— Start —

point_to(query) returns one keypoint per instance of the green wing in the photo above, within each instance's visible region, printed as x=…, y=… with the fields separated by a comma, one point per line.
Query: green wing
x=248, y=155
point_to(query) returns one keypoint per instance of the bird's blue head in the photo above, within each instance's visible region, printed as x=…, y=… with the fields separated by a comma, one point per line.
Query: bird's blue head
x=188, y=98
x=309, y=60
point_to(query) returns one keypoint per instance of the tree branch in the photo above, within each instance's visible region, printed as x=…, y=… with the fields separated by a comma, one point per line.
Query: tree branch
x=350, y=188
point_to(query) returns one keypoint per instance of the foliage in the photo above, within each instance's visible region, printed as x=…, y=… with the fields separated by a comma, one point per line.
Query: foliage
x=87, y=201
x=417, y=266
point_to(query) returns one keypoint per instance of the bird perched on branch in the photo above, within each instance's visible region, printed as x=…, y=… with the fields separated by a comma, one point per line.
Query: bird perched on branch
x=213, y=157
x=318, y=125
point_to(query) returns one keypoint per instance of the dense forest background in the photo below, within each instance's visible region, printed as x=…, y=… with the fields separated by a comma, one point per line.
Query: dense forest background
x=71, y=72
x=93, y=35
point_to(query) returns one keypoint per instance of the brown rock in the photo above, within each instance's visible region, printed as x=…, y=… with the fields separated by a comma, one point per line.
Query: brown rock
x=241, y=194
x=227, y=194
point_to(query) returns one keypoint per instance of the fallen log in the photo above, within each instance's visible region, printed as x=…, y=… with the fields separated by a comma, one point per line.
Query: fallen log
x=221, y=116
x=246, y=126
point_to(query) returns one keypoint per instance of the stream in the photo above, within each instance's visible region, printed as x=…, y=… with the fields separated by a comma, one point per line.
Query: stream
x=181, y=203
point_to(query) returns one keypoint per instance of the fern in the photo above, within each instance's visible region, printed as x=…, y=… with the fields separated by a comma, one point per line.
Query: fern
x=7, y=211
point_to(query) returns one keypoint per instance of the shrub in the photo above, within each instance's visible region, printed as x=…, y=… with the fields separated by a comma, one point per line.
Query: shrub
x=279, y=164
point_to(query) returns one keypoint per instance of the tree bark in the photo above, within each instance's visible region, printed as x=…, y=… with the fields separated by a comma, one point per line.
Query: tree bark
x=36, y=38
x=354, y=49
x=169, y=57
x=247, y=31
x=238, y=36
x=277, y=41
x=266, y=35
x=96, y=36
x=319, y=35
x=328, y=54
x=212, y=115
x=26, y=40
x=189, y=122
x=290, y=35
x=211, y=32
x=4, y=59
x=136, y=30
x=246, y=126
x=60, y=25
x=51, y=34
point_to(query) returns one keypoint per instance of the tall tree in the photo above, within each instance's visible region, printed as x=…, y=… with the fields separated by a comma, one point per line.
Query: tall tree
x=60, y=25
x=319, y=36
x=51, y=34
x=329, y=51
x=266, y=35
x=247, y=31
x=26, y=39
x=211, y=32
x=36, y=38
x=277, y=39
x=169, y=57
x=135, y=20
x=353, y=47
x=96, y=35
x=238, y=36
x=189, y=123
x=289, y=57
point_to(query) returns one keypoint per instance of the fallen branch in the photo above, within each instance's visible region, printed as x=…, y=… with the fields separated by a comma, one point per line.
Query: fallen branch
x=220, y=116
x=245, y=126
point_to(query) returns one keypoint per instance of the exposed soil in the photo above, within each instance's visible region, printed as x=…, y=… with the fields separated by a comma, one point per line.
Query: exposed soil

— End —

■ TASK DESCRIPTION ■
Rescale the material from the line with "point_to(query) returns one keypoint per instance of the tall" to the line with "x=245, y=126", both ends included, and reproduce nothing outside that span. Repeat every line in it, multiplying only the x and y coordinates in the answers by 1.75 and rounding each to a whole number, with halves rounded up.

■ EXPECTED ANSWER ■
point_to(query) returns one keypoint per instance of the tall tree in the photo above, within each instance's visible region, printed as x=…, y=… with the fields separated by a comma, one point per line.
Query: tall tree
x=105, y=44
x=558, y=63
x=89, y=60
x=576, y=89
x=466, y=61
x=432, y=54
x=46, y=68
x=369, y=56
x=63, y=67
x=485, y=68
x=296, y=100
x=236, y=35
x=618, y=82
x=168, y=61
x=417, y=63
x=331, y=215
x=506, y=100
point_to(query) returns one keypoint per instance of the fallen branch in the photo above, within each instance's visible region, printed as x=…, y=… with the fields separated by a comma, one point per line.
Query: fallen branch
x=385, y=203
x=429, y=221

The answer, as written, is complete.